- **PROBLEM TO SOLVE**
Count the lines of the entries below that contain the string "rope", with case taken into account. Reply with the number alone.

- **GIVEN RECORDS**
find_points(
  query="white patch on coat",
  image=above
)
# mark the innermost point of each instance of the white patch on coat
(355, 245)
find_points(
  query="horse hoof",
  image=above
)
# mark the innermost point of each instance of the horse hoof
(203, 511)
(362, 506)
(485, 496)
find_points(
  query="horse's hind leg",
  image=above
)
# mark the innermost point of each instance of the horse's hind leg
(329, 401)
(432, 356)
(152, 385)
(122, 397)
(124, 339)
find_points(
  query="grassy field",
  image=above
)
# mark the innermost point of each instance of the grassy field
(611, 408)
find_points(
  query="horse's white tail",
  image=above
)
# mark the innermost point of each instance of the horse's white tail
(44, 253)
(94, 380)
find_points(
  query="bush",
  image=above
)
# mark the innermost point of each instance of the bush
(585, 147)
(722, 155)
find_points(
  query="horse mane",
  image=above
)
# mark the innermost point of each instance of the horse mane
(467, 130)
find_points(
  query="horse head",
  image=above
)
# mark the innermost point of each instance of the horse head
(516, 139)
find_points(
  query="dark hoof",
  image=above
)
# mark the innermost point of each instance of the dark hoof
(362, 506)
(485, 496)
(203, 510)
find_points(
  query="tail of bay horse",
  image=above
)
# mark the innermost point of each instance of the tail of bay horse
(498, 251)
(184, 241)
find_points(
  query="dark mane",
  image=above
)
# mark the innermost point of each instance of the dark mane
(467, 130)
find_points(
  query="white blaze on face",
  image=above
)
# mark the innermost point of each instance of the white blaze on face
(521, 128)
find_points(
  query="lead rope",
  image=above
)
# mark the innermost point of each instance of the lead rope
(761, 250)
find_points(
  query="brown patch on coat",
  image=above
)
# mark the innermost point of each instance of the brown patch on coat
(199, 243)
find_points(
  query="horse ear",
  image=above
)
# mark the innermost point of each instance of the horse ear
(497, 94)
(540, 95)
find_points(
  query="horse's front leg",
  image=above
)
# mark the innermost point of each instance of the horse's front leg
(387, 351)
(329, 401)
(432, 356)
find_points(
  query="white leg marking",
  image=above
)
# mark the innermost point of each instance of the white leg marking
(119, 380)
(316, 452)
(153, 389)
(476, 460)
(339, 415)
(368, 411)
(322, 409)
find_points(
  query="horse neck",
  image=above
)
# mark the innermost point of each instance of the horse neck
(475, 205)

- **RESULT OF THIS EXERCISE**
2